## The task
Pick out each line in these entries that contains the string "kilt".

## Source material
....

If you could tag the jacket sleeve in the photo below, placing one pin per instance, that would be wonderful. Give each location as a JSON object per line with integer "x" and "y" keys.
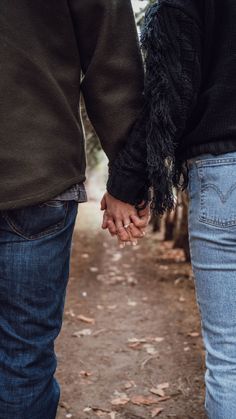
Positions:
{"x": 172, "y": 46}
{"x": 112, "y": 67}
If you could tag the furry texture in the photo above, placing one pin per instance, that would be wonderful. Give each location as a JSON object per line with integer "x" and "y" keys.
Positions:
{"x": 170, "y": 41}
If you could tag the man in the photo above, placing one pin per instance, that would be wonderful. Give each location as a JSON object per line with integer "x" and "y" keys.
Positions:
{"x": 49, "y": 52}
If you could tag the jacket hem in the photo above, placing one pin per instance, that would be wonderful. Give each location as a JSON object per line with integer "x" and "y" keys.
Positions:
{"x": 41, "y": 197}
{"x": 214, "y": 148}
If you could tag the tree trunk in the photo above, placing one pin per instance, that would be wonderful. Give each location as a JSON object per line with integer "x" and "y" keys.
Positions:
{"x": 181, "y": 240}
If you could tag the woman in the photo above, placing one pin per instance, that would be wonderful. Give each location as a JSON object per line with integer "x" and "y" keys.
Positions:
{"x": 189, "y": 117}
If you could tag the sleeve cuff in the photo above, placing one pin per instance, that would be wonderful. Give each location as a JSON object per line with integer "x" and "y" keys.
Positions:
{"x": 130, "y": 189}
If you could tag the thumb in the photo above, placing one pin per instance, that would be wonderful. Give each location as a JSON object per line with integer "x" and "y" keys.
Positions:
{"x": 103, "y": 203}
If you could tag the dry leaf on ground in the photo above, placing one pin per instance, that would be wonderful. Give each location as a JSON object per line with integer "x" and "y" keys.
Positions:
{"x": 159, "y": 390}
{"x": 194, "y": 334}
{"x": 144, "y": 400}
{"x": 85, "y": 374}
{"x": 120, "y": 401}
{"x": 81, "y": 333}
{"x": 156, "y": 412}
{"x": 86, "y": 319}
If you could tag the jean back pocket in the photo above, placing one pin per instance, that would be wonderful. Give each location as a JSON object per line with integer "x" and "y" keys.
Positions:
{"x": 218, "y": 191}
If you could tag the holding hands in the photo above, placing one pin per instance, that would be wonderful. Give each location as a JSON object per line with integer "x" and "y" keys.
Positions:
{"x": 124, "y": 220}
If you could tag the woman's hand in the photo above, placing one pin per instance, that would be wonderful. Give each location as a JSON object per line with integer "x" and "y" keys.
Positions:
{"x": 123, "y": 220}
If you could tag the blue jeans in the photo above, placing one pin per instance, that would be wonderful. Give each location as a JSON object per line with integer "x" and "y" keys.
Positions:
{"x": 212, "y": 229}
{"x": 35, "y": 247}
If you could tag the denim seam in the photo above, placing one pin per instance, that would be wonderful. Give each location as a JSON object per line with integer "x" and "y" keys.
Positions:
{"x": 202, "y": 216}
{"x": 47, "y": 232}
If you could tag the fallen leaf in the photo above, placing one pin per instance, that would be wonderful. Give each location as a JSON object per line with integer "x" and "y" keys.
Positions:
{"x": 85, "y": 319}
{"x": 120, "y": 401}
{"x": 135, "y": 340}
{"x": 156, "y": 412}
{"x": 98, "y": 332}
{"x": 85, "y": 374}
{"x": 70, "y": 313}
{"x": 85, "y": 255}
{"x": 182, "y": 299}
{"x": 64, "y": 405}
{"x": 159, "y": 339}
{"x": 100, "y": 413}
{"x": 136, "y": 346}
{"x": 144, "y": 401}
{"x": 93, "y": 269}
{"x": 87, "y": 409}
{"x": 193, "y": 334}
{"x": 81, "y": 333}
{"x": 132, "y": 303}
{"x": 159, "y": 390}
{"x": 150, "y": 349}
{"x": 129, "y": 385}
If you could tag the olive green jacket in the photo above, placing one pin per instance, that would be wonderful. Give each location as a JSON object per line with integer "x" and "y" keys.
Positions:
{"x": 50, "y": 52}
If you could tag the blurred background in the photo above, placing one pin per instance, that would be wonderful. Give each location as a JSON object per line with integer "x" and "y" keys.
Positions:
{"x": 130, "y": 346}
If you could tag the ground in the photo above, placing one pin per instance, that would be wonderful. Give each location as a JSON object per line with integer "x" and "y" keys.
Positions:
{"x": 130, "y": 346}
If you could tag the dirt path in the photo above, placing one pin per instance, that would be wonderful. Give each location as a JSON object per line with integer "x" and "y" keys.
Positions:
{"x": 144, "y": 331}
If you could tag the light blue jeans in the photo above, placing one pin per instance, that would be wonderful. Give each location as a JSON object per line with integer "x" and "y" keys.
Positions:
{"x": 212, "y": 229}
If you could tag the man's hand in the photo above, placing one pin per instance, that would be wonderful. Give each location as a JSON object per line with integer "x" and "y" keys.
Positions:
{"x": 123, "y": 220}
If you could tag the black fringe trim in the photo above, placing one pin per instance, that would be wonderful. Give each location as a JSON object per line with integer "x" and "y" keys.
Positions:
{"x": 167, "y": 103}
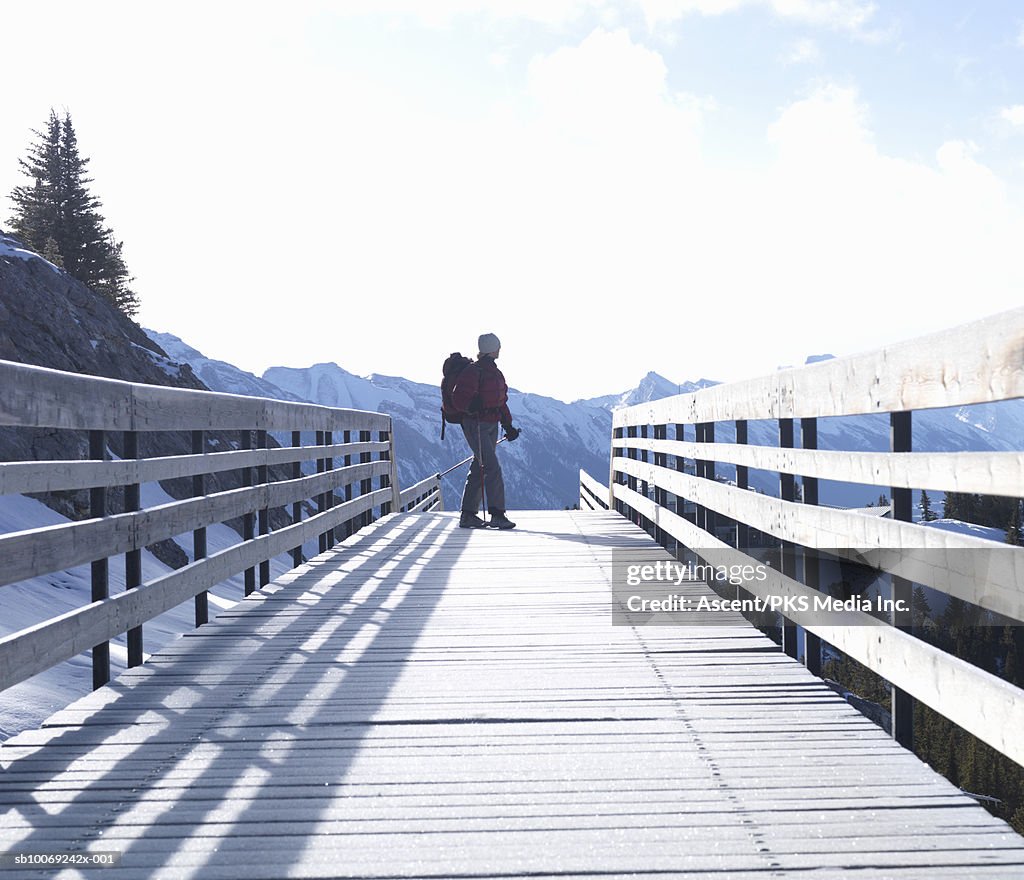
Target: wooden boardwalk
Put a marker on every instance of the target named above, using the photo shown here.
(425, 701)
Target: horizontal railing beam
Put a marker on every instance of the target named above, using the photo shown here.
(55, 548)
(981, 472)
(924, 555)
(39, 647)
(974, 364)
(23, 477)
(982, 704)
(37, 396)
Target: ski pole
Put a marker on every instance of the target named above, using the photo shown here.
(483, 491)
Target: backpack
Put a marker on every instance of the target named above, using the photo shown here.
(454, 365)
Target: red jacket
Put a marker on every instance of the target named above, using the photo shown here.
(484, 380)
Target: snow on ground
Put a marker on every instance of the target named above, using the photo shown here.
(11, 248)
(32, 601)
(970, 529)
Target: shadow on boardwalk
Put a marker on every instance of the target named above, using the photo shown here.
(239, 725)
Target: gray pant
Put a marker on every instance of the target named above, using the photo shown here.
(482, 437)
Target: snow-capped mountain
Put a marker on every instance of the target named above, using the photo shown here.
(541, 467)
(651, 387)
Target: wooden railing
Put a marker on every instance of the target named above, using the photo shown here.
(593, 495)
(314, 493)
(668, 483)
(424, 496)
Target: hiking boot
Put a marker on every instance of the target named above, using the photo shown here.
(500, 520)
(470, 520)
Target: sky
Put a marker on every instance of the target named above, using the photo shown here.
(707, 189)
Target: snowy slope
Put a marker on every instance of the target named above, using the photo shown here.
(558, 437)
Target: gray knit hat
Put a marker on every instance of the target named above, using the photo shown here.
(488, 344)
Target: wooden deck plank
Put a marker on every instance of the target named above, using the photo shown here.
(425, 701)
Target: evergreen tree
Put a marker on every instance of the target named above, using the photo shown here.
(58, 217)
(927, 514)
(1015, 534)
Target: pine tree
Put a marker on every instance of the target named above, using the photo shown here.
(927, 514)
(1015, 533)
(58, 217)
(38, 206)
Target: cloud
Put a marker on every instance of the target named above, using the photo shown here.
(1014, 115)
(852, 15)
(804, 51)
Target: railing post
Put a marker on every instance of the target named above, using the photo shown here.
(199, 535)
(902, 591)
(347, 438)
(660, 495)
(711, 517)
(393, 472)
(99, 568)
(262, 478)
(680, 500)
(812, 567)
(613, 503)
(366, 486)
(297, 505)
(787, 552)
(332, 500)
(133, 558)
(322, 497)
(742, 482)
(248, 519)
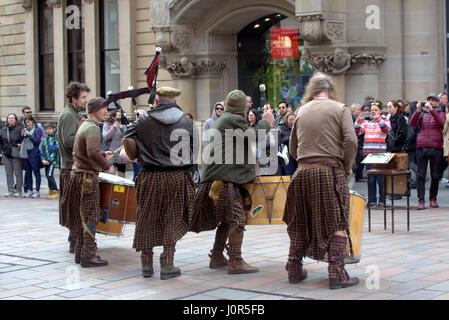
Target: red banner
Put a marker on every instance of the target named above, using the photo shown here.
(284, 42)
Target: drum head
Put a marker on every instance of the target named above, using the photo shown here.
(113, 179)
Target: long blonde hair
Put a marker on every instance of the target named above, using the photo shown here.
(318, 83)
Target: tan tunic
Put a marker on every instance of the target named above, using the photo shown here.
(324, 128)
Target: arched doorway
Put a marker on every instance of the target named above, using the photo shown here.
(269, 52)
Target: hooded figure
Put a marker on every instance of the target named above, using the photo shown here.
(209, 122)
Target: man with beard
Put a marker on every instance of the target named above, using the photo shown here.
(317, 206)
(165, 188)
(68, 124)
(223, 180)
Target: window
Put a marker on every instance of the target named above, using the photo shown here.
(75, 46)
(46, 58)
(109, 47)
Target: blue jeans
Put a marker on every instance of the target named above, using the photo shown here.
(375, 181)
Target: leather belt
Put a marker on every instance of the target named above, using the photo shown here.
(314, 165)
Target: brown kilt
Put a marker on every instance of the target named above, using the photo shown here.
(229, 208)
(89, 205)
(64, 177)
(313, 211)
(164, 206)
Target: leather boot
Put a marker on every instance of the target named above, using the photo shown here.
(338, 277)
(169, 271)
(236, 264)
(217, 258)
(93, 261)
(294, 266)
(147, 263)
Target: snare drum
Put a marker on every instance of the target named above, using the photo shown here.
(110, 229)
(267, 196)
(118, 196)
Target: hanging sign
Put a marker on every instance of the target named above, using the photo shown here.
(284, 42)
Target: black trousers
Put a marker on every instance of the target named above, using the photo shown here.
(423, 156)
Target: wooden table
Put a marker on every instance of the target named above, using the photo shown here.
(402, 189)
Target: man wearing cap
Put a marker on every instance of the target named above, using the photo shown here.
(164, 187)
(84, 188)
(224, 182)
(429, 147)
(68, 123)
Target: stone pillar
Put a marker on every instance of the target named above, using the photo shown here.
(31, 56)
(127, 46)
(60, 54)
(92, 46)
(187, 99)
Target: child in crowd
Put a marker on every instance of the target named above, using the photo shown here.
(50, 158)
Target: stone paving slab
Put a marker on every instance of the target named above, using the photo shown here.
(35, 262)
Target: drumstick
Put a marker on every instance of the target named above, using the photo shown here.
(118, 149)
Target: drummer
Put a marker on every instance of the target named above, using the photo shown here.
(83, 185)
(164, 187)
(224, 181)
(317, 206)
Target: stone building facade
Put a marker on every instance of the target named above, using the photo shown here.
(381, 48)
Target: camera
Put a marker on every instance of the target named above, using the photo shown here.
(367, 115)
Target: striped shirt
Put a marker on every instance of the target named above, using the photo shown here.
(375, 131)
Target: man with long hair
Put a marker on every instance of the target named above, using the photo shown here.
(317, 206)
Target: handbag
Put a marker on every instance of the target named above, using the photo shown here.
(283, 154)
(13, 152)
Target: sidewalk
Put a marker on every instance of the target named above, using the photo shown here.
(35, 262)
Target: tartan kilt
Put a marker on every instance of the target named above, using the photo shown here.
(164, 206)
(229, 208)
(64, 177)
(313, 208)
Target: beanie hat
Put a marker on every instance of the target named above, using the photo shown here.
(236, 102)
(95, 104)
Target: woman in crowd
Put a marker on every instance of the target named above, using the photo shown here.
(113, 131)
(253, 117)
(31, 156)
(11, 136)
(397, 136)
(375, 129)
(286, 130)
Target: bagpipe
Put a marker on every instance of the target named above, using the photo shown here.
(151, 79)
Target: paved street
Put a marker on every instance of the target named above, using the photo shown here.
(35, 262)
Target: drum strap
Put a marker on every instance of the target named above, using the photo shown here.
(343, 212)
(86, 188)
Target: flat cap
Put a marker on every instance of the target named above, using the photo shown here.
(168, 92)
(434, 97)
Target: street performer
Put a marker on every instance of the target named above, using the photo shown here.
(223, 181)
(84, 187)
(317, 206)
(68, 124)
(164, 187)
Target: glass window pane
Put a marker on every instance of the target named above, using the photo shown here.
(112, 71)
(46, 59)
(47, 84)
(110, 24)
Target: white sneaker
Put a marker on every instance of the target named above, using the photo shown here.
(28, 194)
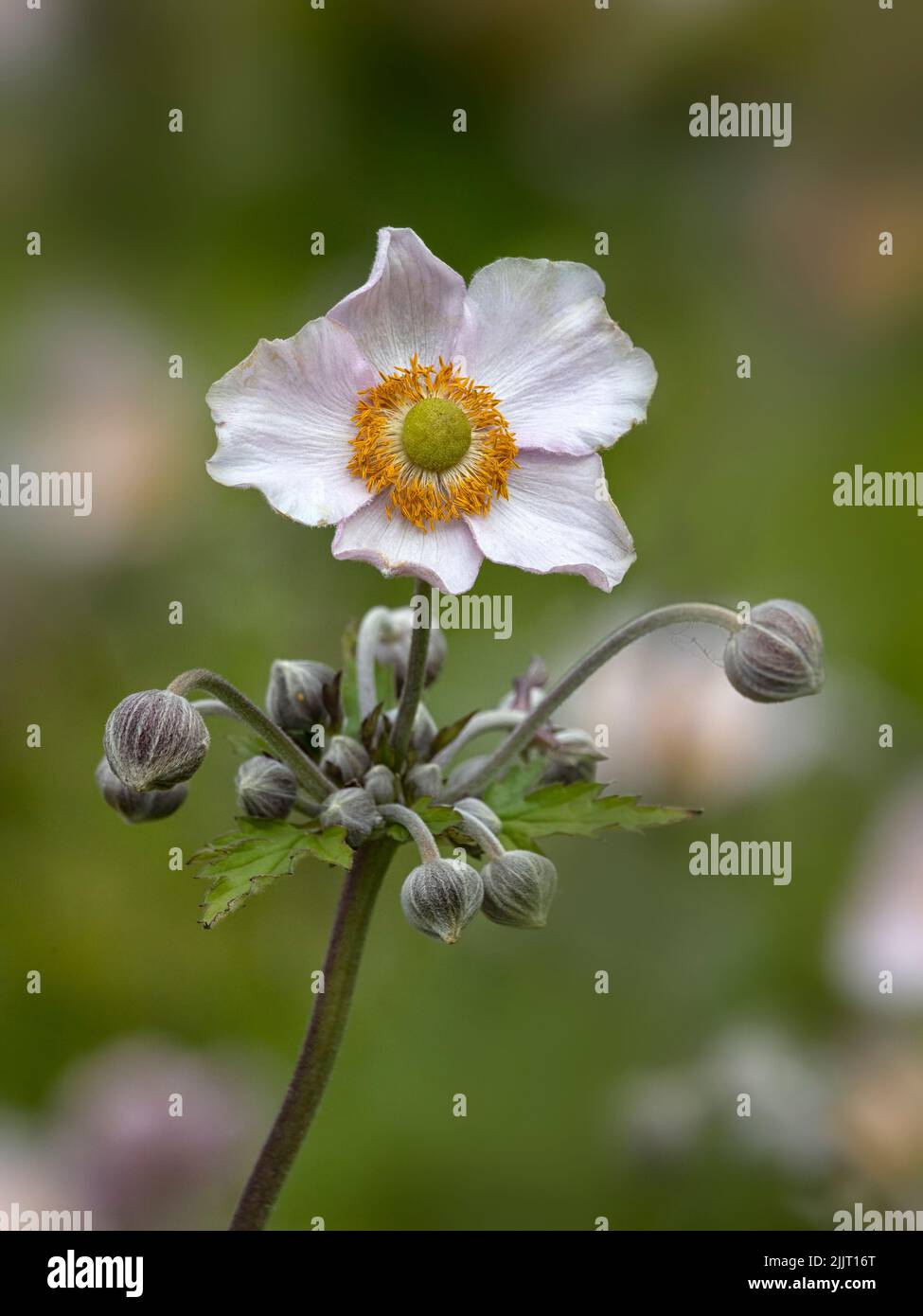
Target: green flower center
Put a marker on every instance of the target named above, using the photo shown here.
(436, 435)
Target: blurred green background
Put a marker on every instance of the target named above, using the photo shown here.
(339, 120)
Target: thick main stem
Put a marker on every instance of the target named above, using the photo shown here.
(322, 1042)
(304, 769)
(414, 681)
(615, 643)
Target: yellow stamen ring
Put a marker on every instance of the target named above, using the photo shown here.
(435, 439)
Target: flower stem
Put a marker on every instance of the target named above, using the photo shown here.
(304, 769)
(322, 1042)
(417, 671)
(585, 667)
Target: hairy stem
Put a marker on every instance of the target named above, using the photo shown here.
(492, 720)
(366, 643)
(417, 671)
(304, 769)
(423, 837)
(585, 667)
(324, 1036)
(215, 708)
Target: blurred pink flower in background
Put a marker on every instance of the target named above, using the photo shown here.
(97, 398)
(790, 1126)
(842, 1116)
(133, 1163)
(111, 1145)
(879, 925)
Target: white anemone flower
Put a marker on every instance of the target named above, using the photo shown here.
(437, 425)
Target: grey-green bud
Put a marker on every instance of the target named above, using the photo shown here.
(303, 694)
(441, 897)
(519, 888)
(394, 647)
(778, 654)
(265, 789)
(424, 779)
(137, 806)
(346, 761)
(380, 783)
(354, 809)
(154, 739)
(573, 756)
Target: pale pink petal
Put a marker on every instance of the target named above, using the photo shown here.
(538, 334)
(283, 421)
(445, 556)
(559, 517)
(411, 304)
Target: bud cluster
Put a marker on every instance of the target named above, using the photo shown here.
(363, 778)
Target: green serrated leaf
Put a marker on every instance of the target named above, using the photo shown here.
(506, 793)
(582, 809)
(242, 863)
(329, 845)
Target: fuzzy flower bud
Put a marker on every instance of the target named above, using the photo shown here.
(137, 806)
(354, 809)
(154, 739)
(265, 789)
(346, 761)
(519, 888)
(303, 694)
(394, 647)
(441, 897)
(380, 783)
(777, 655)
(573, 758)
(424, 779)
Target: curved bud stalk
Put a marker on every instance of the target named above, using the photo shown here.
(310, 776)
(492, 720)
(518, 884)
(681, 613)
(303, 694)
(394, 645)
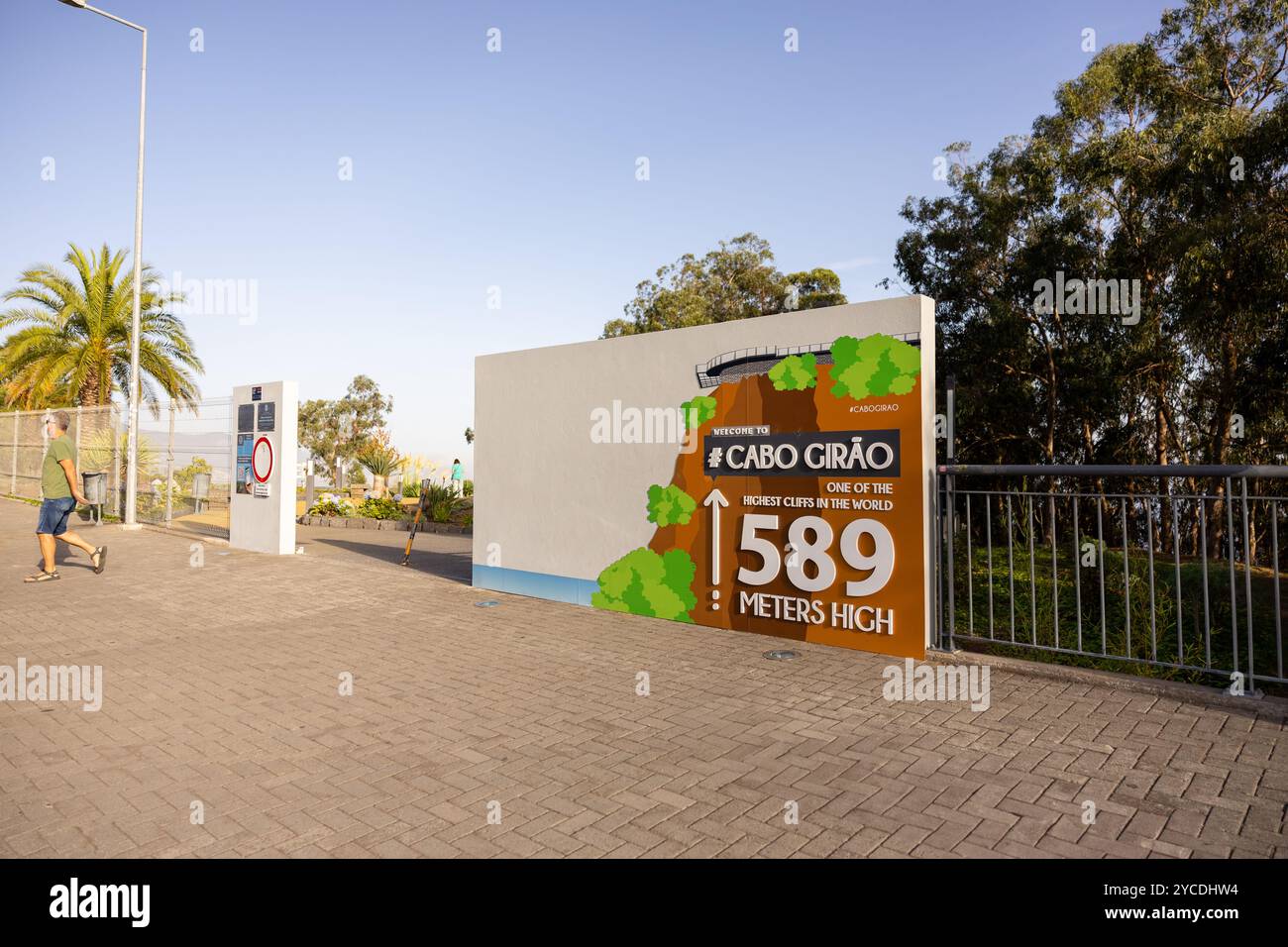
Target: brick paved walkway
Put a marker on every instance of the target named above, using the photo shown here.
(222, 688)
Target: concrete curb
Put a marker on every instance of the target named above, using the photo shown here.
(1274, 707)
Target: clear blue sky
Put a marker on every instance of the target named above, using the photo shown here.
(475, 169)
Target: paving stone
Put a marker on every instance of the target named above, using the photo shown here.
(222, 686)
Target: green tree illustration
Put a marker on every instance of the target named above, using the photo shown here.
(698, 411)
(872, 367)
(670, 505)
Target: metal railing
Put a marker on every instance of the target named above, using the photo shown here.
(171, 446)
(1175, 569)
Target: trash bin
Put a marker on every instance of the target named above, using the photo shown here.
(95, 491)
(95, 487)
(200, 486)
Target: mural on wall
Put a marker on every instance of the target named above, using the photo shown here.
(795, 506)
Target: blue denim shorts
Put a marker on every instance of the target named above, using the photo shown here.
(53, 515)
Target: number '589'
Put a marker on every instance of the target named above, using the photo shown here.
(881, 561)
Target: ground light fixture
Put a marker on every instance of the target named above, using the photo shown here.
(781, 655)
(133, 440)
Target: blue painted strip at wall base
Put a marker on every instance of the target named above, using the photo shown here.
(535, 583)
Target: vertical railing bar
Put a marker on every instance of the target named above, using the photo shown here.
(970, 571)
(1055, 573)
(1077, 570)
(1100, 561)
(1207, 609)
(1033, 579)
(939, 564)
(1010, 562)
(1149, 543)
(988, 528)
(1176, 556)
(1234, 604)
(1126, 579)
(1247, 582)
(952, 541)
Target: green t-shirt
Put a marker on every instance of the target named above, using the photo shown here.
(53, 480)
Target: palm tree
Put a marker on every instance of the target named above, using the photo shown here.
(378, 458)
(72, 339)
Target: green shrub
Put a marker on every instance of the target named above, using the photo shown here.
(441, 502)
(644, 582)
(380, 508)
(330, 508)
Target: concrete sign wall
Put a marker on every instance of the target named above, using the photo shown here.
(262, 505)
(769, 474)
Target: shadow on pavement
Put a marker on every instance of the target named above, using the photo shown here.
(437, 554)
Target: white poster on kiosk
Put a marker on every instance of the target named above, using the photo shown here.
(262, 505)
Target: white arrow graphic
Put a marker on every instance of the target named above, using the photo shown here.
(715, 500)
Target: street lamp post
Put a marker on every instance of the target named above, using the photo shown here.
(132, 466)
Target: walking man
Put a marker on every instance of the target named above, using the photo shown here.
(58, 483)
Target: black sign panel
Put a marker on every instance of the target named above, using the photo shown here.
(803, 454)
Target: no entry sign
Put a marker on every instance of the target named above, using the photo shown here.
(262, 460)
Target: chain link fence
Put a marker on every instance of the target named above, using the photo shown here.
(184, 459)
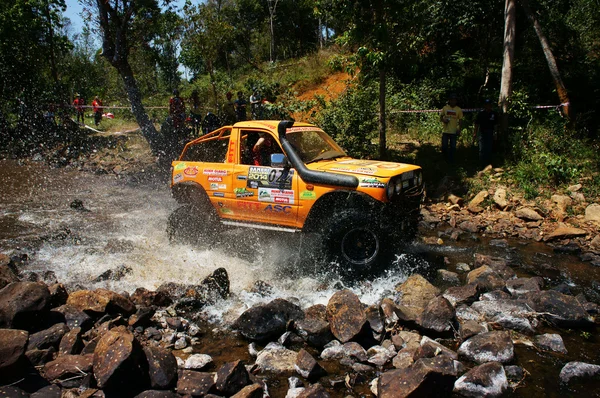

....

## Result of the exercise
Target: brown kilt
Target: tartan kilt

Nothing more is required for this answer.